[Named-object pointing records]
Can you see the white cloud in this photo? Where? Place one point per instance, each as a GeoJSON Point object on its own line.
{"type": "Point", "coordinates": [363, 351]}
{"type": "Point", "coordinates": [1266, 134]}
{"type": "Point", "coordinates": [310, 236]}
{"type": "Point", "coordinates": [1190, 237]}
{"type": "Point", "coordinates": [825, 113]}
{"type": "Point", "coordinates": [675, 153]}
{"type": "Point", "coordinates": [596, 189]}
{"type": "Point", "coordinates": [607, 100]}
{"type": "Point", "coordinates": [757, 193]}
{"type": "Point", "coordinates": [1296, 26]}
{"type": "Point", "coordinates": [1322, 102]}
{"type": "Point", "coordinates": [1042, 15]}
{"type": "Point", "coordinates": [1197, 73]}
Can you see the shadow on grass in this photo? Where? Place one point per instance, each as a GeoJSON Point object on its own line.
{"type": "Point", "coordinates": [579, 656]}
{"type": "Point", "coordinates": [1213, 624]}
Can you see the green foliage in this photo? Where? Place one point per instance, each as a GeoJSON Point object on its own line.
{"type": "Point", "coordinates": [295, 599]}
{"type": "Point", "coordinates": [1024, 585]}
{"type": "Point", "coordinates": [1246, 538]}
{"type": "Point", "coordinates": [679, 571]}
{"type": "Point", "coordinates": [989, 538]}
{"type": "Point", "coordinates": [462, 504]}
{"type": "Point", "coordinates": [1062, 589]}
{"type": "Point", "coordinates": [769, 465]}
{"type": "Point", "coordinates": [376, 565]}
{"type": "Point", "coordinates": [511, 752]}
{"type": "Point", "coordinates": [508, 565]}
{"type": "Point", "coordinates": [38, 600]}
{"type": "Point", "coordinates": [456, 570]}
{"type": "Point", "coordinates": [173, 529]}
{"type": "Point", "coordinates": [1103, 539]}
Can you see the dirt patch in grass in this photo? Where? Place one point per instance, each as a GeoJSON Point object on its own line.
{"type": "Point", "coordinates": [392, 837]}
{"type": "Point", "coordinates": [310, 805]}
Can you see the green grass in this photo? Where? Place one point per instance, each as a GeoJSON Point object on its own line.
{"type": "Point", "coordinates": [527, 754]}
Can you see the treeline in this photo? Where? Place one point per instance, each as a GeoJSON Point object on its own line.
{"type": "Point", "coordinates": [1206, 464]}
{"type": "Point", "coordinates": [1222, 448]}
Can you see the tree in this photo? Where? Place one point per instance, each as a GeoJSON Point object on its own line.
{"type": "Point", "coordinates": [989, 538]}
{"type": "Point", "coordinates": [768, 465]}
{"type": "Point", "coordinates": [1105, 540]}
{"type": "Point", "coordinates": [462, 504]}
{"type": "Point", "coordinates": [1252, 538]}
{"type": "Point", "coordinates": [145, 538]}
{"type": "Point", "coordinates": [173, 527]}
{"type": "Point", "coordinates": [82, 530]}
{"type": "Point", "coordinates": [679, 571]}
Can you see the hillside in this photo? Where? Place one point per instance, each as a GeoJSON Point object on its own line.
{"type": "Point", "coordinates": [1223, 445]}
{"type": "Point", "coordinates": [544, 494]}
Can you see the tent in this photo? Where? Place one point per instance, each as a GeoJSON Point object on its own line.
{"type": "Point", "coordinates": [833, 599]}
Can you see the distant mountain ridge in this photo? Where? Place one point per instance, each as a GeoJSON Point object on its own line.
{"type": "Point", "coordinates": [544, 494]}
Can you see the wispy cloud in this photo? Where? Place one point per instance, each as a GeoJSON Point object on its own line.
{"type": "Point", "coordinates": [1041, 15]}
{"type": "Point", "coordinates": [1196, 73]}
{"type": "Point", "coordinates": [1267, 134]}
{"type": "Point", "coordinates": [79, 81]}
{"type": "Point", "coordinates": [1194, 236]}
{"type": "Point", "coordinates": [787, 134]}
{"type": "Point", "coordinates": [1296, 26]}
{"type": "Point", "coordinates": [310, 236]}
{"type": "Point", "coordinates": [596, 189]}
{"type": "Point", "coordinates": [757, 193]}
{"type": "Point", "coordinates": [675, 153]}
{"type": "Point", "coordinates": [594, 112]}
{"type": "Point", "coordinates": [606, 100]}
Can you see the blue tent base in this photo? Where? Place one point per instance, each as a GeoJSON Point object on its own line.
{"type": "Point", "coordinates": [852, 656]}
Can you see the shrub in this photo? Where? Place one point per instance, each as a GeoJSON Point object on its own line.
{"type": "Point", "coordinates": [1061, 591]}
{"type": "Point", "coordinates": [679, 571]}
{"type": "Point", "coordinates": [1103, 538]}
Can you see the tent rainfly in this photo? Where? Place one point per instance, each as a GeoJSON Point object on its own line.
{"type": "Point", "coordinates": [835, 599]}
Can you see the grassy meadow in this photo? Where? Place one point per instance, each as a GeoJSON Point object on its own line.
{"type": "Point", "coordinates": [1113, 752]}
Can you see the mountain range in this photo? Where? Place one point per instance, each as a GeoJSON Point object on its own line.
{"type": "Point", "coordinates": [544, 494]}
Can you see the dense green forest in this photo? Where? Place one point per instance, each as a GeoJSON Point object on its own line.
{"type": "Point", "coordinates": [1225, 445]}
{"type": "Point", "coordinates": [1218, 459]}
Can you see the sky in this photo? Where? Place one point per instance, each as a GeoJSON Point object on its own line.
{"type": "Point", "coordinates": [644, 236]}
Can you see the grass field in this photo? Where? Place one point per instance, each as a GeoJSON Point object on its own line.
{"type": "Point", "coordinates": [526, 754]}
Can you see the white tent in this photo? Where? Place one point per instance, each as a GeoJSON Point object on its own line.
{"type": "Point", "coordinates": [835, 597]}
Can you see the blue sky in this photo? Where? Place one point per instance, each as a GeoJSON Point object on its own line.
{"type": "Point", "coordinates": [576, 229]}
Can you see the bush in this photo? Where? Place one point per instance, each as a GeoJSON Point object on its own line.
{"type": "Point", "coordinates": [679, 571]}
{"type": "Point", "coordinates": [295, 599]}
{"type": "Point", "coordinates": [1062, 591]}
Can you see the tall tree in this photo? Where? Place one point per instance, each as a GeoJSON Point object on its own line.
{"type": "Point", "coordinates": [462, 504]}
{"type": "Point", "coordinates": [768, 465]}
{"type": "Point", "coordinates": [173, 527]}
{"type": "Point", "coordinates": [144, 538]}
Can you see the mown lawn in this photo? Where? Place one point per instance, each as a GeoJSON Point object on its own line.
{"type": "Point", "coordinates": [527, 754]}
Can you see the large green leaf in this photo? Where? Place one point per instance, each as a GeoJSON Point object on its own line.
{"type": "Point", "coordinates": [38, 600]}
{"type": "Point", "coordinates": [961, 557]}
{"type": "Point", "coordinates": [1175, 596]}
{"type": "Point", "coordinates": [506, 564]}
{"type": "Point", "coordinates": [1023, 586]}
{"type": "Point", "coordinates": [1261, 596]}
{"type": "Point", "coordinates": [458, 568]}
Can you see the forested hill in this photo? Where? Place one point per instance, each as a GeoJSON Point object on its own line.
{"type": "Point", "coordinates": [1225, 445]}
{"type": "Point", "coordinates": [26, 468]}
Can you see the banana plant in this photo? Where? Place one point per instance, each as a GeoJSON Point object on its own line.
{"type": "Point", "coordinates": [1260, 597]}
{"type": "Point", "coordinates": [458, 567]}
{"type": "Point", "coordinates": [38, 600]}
* * *
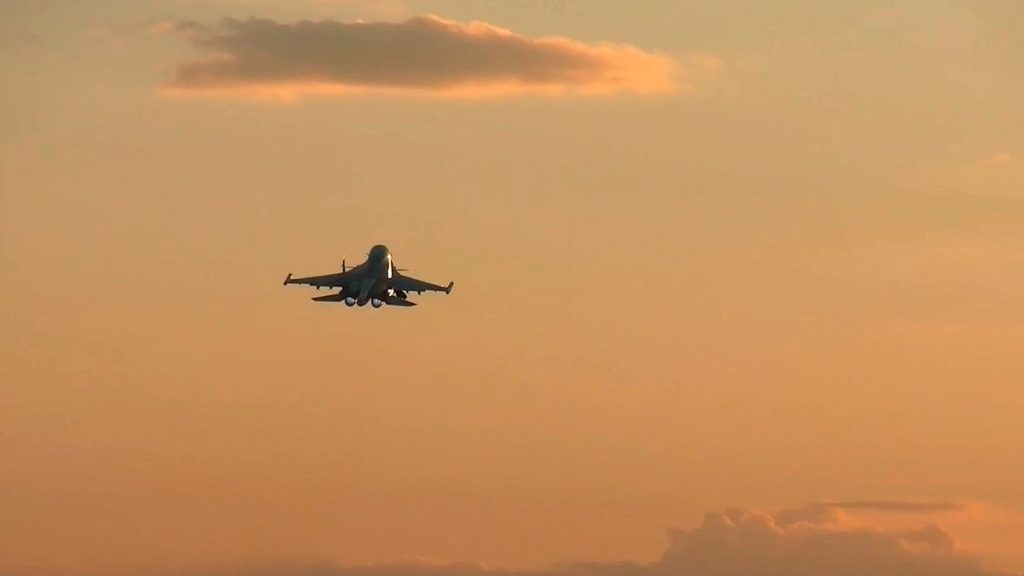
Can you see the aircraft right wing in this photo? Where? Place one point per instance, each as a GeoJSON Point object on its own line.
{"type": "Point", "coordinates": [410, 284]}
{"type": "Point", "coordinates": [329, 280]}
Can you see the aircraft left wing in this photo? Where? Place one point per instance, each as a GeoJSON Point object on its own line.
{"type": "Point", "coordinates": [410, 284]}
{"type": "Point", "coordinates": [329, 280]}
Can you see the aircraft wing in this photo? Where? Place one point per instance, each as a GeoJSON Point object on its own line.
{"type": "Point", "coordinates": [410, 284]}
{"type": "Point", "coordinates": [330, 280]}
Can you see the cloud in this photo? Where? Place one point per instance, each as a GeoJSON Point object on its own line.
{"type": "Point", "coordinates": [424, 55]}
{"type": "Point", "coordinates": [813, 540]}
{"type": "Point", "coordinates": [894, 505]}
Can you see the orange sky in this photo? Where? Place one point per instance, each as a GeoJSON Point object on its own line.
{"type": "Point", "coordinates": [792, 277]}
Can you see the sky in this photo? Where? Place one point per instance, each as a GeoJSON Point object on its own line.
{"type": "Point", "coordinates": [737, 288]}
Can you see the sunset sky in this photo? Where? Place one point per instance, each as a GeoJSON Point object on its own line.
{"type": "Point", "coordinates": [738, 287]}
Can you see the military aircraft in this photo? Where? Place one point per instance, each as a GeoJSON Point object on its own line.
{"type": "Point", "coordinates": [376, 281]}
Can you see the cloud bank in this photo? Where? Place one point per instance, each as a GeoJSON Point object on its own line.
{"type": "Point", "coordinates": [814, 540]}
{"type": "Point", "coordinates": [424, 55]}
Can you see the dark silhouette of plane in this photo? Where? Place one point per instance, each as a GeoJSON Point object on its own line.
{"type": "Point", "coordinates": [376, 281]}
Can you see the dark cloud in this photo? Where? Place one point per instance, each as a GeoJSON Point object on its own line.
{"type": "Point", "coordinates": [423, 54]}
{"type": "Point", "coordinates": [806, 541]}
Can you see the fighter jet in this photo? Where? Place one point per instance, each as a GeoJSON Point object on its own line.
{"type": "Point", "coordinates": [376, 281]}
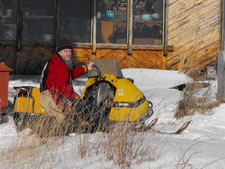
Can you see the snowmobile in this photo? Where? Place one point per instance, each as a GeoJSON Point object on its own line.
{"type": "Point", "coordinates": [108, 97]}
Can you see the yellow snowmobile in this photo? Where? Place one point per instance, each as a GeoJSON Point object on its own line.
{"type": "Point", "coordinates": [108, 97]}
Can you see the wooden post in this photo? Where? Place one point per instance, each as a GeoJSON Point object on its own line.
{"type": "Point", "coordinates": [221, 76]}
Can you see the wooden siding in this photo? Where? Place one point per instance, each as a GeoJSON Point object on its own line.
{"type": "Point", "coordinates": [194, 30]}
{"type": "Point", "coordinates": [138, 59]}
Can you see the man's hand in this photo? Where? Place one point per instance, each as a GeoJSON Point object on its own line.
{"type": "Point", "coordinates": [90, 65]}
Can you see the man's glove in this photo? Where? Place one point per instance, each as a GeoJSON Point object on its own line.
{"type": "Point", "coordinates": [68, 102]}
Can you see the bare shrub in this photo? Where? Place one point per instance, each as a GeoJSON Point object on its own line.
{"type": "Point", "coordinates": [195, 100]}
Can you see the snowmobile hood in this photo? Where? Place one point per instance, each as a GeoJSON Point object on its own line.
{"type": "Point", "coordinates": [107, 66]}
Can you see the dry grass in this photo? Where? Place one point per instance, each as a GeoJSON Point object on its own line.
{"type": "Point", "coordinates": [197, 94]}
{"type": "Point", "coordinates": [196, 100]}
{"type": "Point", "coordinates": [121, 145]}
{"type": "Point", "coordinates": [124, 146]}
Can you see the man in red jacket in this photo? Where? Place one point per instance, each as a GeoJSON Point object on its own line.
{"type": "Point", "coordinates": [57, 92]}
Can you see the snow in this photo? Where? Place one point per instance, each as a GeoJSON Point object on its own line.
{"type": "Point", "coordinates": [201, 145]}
---
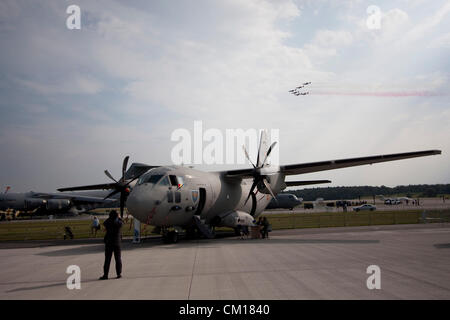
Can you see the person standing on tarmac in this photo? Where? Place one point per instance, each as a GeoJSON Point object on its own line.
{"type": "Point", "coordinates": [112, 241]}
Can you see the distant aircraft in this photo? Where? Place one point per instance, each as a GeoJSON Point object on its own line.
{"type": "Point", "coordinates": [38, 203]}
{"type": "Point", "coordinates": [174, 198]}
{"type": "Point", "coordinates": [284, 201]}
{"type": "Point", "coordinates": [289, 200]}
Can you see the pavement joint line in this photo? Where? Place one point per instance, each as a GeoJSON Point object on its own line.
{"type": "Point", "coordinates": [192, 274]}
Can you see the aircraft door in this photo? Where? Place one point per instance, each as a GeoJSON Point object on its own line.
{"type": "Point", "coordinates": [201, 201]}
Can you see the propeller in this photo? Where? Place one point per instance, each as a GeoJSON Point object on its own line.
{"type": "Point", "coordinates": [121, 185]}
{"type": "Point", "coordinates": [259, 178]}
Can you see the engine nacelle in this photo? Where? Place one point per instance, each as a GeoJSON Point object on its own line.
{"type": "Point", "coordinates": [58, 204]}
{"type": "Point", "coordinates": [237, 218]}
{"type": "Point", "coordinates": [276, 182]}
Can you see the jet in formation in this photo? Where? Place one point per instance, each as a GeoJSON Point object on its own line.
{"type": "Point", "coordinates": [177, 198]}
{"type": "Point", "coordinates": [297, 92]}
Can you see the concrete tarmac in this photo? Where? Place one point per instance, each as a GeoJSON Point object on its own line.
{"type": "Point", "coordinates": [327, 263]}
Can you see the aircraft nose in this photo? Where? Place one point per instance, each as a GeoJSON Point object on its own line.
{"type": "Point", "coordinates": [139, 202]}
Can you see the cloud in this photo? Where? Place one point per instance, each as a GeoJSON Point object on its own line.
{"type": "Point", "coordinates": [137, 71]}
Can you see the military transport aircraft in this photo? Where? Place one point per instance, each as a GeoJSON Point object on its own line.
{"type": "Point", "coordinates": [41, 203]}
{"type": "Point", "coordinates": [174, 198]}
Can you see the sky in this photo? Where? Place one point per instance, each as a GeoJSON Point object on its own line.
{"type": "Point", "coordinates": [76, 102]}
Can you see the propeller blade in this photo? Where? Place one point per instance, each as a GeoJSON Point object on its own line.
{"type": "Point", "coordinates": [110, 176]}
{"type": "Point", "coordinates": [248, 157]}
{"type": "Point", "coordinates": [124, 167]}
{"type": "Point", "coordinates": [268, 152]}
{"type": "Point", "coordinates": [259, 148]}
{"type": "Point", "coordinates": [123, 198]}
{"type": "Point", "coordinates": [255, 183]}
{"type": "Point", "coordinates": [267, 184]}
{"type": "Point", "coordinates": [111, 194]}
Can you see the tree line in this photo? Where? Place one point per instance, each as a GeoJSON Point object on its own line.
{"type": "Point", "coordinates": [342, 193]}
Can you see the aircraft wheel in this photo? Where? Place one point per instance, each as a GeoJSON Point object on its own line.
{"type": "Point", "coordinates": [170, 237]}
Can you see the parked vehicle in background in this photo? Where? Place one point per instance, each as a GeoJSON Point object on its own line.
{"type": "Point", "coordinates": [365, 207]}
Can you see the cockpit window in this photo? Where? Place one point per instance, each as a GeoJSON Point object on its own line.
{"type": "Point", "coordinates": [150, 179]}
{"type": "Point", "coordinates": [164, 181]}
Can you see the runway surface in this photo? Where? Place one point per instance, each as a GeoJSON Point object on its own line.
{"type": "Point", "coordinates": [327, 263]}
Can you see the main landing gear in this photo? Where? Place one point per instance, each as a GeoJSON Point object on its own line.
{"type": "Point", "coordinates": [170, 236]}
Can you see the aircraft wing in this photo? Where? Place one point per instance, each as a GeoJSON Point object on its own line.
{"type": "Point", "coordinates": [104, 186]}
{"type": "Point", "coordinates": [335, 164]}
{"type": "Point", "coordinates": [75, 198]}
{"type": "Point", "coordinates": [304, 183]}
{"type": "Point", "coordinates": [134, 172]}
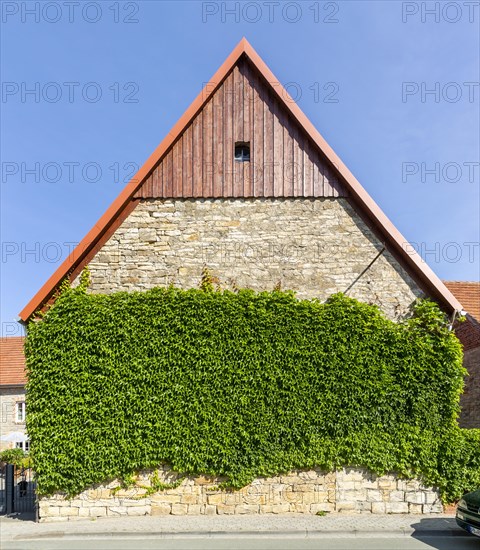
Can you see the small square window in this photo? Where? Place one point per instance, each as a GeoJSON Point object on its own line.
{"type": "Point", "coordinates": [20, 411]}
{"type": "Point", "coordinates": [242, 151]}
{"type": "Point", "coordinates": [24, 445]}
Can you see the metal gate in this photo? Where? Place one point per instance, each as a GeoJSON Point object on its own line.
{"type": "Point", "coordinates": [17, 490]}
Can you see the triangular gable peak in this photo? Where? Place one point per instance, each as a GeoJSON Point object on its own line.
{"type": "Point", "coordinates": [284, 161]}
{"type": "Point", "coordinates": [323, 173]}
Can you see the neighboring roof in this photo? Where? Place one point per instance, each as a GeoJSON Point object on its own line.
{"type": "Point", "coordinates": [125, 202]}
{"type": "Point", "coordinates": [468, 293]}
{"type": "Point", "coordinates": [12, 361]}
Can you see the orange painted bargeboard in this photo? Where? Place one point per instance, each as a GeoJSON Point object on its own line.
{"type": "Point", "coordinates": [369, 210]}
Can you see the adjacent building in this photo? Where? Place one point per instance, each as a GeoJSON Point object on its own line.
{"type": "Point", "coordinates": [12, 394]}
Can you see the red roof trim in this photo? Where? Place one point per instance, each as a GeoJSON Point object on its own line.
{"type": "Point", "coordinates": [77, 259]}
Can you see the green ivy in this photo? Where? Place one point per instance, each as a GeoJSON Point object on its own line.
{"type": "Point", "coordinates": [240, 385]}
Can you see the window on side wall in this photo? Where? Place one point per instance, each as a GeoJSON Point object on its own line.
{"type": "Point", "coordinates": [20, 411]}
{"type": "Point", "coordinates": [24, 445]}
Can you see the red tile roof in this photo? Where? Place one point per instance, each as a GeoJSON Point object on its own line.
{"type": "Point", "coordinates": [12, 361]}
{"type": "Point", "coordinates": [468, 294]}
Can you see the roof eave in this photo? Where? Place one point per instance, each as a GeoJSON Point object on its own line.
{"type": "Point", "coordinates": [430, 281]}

▶ **DIRECTIVE**
How many lines of the material above contain the string "green"? Case counts; give only the number.

▶ **WRITTEN RESPONSE**
5